# Texto fornecido
São 26 os bloquistas que decidiram deixar o partido e muitas as razões que apontam numa extensa carta que já circula nas redes sociais: “Resolvemos deixar o Bloco porque não podemos ignorar o caminho de institucionalização dos últimos anos que transformou o partido, de instrumento de luta política, num fim em si mesmo”, lê-se na missiva assinada, entre outros, pelos irmãos do antigo dirigente Francisco Louçã – Isabel Louçã e João Carlos Louçã.

O documento, inicialmente divulgado pelos jornais i e Sol, começa e termina de forma clara: “Para nós, o tempo de militância no Bloco de Esquerda acabou. Começamos de novo quando ainda está tudo por fazer.” O PÚBLICO pediu uma reacção à direcção do partido, mas o BE não quis comentar.

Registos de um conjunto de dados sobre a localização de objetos
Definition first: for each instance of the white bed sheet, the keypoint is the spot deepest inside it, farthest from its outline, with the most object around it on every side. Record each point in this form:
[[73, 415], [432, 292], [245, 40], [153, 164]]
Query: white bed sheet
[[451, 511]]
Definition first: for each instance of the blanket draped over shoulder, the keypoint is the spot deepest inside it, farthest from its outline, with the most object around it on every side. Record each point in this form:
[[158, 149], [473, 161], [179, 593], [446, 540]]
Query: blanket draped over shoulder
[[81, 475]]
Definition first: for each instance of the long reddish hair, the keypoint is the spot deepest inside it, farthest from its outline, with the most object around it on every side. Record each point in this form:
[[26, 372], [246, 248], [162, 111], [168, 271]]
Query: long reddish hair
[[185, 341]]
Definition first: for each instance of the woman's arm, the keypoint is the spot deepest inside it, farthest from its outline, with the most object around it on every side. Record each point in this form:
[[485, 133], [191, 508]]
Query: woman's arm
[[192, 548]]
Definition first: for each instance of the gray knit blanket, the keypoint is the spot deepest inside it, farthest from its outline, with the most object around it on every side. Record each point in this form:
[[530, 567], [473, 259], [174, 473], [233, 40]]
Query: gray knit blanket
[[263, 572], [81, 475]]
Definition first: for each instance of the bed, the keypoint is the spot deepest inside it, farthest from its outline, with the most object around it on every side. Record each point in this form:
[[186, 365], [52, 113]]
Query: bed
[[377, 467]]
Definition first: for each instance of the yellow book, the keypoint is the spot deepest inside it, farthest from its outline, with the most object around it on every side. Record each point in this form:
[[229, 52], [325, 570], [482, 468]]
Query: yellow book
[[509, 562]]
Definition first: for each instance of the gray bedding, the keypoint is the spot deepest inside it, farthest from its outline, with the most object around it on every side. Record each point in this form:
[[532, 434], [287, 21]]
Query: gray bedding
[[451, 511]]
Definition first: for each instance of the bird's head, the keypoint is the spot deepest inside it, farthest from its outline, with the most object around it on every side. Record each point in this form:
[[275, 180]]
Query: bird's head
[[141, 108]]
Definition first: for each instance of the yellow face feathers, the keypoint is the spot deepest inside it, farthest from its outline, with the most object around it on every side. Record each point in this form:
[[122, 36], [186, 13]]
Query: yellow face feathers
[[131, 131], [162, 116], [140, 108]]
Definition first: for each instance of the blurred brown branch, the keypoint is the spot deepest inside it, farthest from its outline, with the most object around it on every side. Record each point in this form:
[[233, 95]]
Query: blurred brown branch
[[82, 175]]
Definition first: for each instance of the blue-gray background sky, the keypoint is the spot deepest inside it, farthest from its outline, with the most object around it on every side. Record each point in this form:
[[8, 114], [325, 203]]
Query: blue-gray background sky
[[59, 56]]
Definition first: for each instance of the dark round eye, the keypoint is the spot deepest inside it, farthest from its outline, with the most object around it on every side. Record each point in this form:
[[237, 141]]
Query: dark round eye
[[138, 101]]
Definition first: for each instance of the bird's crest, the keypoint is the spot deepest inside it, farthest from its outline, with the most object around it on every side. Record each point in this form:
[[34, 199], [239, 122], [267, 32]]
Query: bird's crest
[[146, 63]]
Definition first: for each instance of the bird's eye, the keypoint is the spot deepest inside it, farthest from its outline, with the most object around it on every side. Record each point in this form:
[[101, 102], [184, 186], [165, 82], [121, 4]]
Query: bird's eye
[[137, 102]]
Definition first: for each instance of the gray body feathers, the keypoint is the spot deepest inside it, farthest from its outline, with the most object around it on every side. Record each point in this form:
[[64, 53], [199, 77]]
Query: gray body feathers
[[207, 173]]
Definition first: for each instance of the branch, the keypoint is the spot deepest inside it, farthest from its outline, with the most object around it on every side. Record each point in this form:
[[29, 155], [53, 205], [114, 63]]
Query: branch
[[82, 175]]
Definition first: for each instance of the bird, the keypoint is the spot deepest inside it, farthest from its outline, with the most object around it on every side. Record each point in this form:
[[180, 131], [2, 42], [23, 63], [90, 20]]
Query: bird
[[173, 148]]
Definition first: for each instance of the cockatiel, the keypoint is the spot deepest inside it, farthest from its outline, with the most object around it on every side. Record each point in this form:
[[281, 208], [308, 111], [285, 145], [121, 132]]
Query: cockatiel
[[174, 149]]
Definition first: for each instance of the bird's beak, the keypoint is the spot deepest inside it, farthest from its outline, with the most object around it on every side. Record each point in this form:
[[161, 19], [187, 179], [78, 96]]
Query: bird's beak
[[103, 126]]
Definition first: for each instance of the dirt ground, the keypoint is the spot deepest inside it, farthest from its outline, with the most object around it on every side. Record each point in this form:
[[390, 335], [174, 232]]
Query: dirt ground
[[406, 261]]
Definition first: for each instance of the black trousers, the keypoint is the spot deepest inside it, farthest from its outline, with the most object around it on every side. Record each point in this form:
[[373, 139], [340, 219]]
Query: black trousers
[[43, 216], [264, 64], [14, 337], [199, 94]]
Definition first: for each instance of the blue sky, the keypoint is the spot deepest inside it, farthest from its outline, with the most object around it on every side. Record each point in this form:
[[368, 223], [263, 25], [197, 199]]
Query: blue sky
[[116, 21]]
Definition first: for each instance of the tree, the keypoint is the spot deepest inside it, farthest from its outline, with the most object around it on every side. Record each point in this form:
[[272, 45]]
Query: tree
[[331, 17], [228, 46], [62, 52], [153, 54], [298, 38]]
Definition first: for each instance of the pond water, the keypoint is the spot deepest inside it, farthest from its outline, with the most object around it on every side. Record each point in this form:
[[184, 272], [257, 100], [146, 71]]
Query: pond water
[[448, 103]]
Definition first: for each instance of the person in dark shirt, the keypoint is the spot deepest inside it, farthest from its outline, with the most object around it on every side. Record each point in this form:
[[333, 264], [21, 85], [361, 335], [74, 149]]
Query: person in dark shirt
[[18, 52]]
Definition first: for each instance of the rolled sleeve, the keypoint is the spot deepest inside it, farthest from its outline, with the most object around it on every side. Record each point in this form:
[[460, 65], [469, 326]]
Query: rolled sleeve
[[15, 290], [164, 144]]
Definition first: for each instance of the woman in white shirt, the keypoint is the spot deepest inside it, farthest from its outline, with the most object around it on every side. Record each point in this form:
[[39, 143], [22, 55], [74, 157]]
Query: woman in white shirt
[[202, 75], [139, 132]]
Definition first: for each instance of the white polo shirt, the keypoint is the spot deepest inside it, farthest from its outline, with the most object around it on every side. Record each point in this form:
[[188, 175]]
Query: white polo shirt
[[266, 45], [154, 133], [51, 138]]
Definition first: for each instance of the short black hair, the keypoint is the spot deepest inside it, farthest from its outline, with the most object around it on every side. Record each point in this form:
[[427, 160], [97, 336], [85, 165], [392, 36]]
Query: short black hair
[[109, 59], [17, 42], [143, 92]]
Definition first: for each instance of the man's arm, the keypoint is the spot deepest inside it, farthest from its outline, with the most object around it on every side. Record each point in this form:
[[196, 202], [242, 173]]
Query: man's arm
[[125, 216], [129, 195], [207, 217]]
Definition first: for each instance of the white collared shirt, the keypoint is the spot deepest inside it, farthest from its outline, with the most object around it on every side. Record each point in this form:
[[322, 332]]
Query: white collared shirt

# Conjunto de tarefas
1. Pode reproduzir o texto sobre a saída dos bloquistas entre "São 26 os bloquistas" e "não quis comentar.", inclusive, substituindo "carta" por "mensagem"?
2. Como prossegue o texto sobre a saída dos 26 bloquistas a partir do ponto em que termina?
Os itens não têm qualquer papel aqui.

# As respostas
1.
São 26 os bloquistas que decidiram deixar o partido e muitas as razões que apontam numa extensa mensagem que já circula nas redes sociais: “Resolvemos deixar o Bloco porque não podemos ignorar o caminho de institucionalização dos últimos anos que transformou o partido, de instrumento de luta política, num fim em si mesmo”, lê-se na missiva assinada, entre outros, pelos irmãos do antigo dirigente Francisco Louçã – Isabel Louçã e João Carlos Louçã.

O documento, inicialmente divulgado pelos jornais i e Sol, começa e termina de forma clara: “Para nós, o tempo de militância no Bloco de Esquerda acabou. Começamos de novo quando ainda está tudo por fazer.” O PÚBLICO pediu uma reacção à direcção do partido, mas o BE não quis comentar.

2.
Falam não só naquele “caminho de institucionalização”, como em “jogo da comunicação na sua forma burguesa”, em falta de “pensamento crítico”, entre muitas outras considerações sobre o rumo do partido coordenado actualmente por Catarina Martins. “O tacticismo de decisões, o jogo da comunicação na sua forma burguesa, a ausência de qualquer activismo local inserido numa estratégia de construção do partido, a progressiva ausência de pensamento crítico acompanhada pela hostilização da divergência interna e profundo sectarismo com outras forças de esquerda transformaram o BE num projecto reformista centrado na sua própria sobrevivência”, escrevem.

Consideram, por exemplo, que “é esse tacticismo que justifica a posição tíbia a propósito dos incidentes recentes no bairro da Jamaica no Seixal ou o desconforto sentido por ter sido um seu militante e assessor, Mamadou Ba, que protagonizou a denúncia de serem as forças policiais responsáveis por um racismo sistémico dirigido contra africanos e afrodescendentes dos bairros pobres”.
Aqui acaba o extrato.